» **GOAL OF THE EXERCISE**:
Select each line in the rows below that contains the string "coordinates", and copy those lines out. Case counts.

» **LISTED RECORDS**:
★ ★ ★ ★ ★
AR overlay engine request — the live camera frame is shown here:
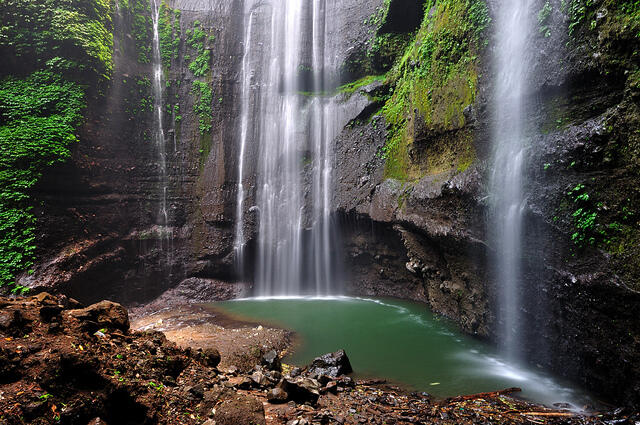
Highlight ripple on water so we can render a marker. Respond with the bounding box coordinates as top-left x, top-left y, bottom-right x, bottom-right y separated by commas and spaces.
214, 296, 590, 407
★ ★ ★ ★ ★
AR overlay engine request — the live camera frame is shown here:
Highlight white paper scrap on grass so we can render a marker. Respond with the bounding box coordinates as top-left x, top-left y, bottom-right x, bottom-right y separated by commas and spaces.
★ ★ ★ ★ ★
» **SOLUTION FOR THIS EXERCISE**:
Highlight ripple on water so we can render a marker. Respond with the bounding box coordinates as top-left x, top-left y, bottom-right x, bottom-right y separated by commas and spaces.
Highlight white paper scrap on grass so we can render a marker. Respond with the bounding box coordinates as top-left x, top-left y, bottom-right x, bottom-right y separated by commas and spaces.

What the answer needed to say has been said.